### WHAT TO WORK ON
All of the data below should be output exactly as given.
[SOURCE INFORMATION Boundary: Start]
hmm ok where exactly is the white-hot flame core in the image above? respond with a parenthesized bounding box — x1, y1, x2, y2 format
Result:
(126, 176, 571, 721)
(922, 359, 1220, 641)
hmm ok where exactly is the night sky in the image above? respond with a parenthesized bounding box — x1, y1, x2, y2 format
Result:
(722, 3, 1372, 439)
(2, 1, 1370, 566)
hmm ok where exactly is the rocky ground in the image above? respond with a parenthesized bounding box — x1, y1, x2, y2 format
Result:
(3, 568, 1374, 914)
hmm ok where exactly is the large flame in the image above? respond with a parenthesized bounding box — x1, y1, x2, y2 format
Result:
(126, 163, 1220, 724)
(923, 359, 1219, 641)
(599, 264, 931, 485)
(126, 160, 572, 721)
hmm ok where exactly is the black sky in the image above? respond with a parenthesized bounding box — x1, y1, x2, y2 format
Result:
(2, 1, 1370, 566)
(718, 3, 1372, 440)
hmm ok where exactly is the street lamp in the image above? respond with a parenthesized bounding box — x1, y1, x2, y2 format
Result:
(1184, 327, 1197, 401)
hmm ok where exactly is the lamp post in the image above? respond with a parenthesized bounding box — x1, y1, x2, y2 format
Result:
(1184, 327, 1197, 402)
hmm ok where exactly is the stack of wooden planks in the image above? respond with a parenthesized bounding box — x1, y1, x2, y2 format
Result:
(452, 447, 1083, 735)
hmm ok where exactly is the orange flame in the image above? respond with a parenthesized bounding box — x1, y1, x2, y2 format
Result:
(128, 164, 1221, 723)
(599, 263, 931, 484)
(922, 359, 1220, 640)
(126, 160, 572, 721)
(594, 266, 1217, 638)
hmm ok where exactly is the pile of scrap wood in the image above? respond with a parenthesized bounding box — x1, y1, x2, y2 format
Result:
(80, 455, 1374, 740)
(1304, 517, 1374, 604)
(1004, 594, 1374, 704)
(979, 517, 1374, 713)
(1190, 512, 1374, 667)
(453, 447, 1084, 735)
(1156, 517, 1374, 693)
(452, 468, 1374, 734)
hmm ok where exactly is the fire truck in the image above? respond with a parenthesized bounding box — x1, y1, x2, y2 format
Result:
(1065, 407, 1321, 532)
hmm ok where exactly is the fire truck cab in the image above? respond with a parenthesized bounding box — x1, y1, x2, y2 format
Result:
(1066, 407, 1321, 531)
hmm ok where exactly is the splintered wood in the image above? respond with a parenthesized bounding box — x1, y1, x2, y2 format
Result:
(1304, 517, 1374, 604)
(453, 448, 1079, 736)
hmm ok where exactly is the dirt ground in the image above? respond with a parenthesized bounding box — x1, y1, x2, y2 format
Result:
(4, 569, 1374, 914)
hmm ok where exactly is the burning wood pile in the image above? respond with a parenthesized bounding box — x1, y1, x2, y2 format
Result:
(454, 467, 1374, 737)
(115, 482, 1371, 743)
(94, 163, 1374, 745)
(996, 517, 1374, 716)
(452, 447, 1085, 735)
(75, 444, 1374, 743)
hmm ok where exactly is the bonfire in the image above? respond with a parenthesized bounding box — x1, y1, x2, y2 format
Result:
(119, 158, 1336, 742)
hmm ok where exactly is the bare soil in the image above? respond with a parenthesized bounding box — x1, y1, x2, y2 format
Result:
[SOURCE INFORMATION Boundary: End]
### EXERCISE RESULT
hmm ok where exactly is the white-hot flame core in the image above? respond with a parenthesized bounding box — x1, y1, x2, y2 format
Result:
(126, 176, 571, 721)
(922, 359, 1220, 641)
hmm ok where exactly is the night sky in the image above? respond with a parenthesized bounding box — x1, y1, x2, y2 format
Result:
(722, 3, 1372, 439)
(2, 1, 1370, 566)
hmm ok where exactly is the rocky ground in the image above? respond with a parenthesized bounding box — x1, y1, x2, y2 format
Result:
(3, 568, 1374, 914)
hmm ok where exactly is the large flame in the image above? respond with a parenthesized bounding box — x1, y1, x2, y2 format
Result:
(126, 163, 1220, 724)
(923, 359, 1219, 641)
(599, 264, 931, 485)
(126, 160, 572, 721)
hmm ok where exactly is the black sky in the image above? respond with a parenthesized bounding box — x1, y1, x2, y2 format
Result:
(2, 1, 1370, 566)
(718, 3, 1372, 440)
hmm ok where exactly is the street lamp in the image above? respond with a parenthesized bounding box — x1, y1, x2, y2 format
Result:
(1184, 327, 1197, 401)
hmm ok where exactly is the lamp post in the image above? respond with a parenthesized bounding box — x1, y1, x2, y2 format
Result:
(1184, 327, 1197, 402)
hmm ok where exactly is the stack of wooden planks in the image above? respond with a parenthesized bounding box — x1, y1, x2, y2 format
Result:
(452, 447, 1083, 735)
hmm ok where exactly is the orange flame in the image above? respond with a parenthesized bounding box — x1, y1, x2, y2 format
Result:
(128, 164, 1221, 723)
(599, 263, 931, 484)
(922, 359, 1220, 640)
(126, 160, 572, 721)
(594, 266, 1217, 638)
hmm ok where exactly is the pile of scrap wood in the image above? respond with a parenthesized bounding box — x1, y1, x2, y2 format
Result:
(80, 455, 1374, 740)
(1304, 517, 1374, 604)
(1004, 594, 1374, 704)
(979, 517, 1374, 713)
(1190, 512, 1374, 667)
(453, 447, 1084, 735)
(1156, 517, 1374, 693)
(452, 468, 1374, 734)
hmm ok where exactly is the fire truck in the image above? respond with a parenthesized bounding box — x1, y1, x2, y2 format
Result:
(1065, 407, 1321, 532)
hmm ok where exactly is the fire truck cab in the image above? respond with a parenthesized bounding box — x1, y1, x2, y2 format
Result:
(1066, 407, 1321, 531)
hmm ok where exactly is the splintered wood in the image above? respond with a parenthesized bounding box — x1, y1, x2, y2 format
Result:
(1304, 517, 1374, 604)
(453, 448, 1079, 736)
hmm ok where exactly is the dirt ground in the image above? respond with a parenthesized bounding box — x1, y1, x2, y2 format
Result:
(4, 569, 1374, 914)
hmm ok where exactly is the burning wood pile in the image above? respond with a parenthesized bounding box — x1, y1, x2, y2 format
Result:
(454, 467, 1374, 737)
(115, 482, 1371, 743)
(94, 163, 1374, 745)
(996, 517, 1374, 716)
(452, 447, 1085, 735)
(75, 444, 1374, 743)
hmm ok where exactly is the bonfire in the image above? respond with a parenthesized bounding box — x1, y1, x2, y2 format
Result:
(119, 158, 1336, 742)
hmm ok where exactly is the bare soil in the image above? respond with a parenthesized bounding box — x1, y1, x2, y2 format
Result:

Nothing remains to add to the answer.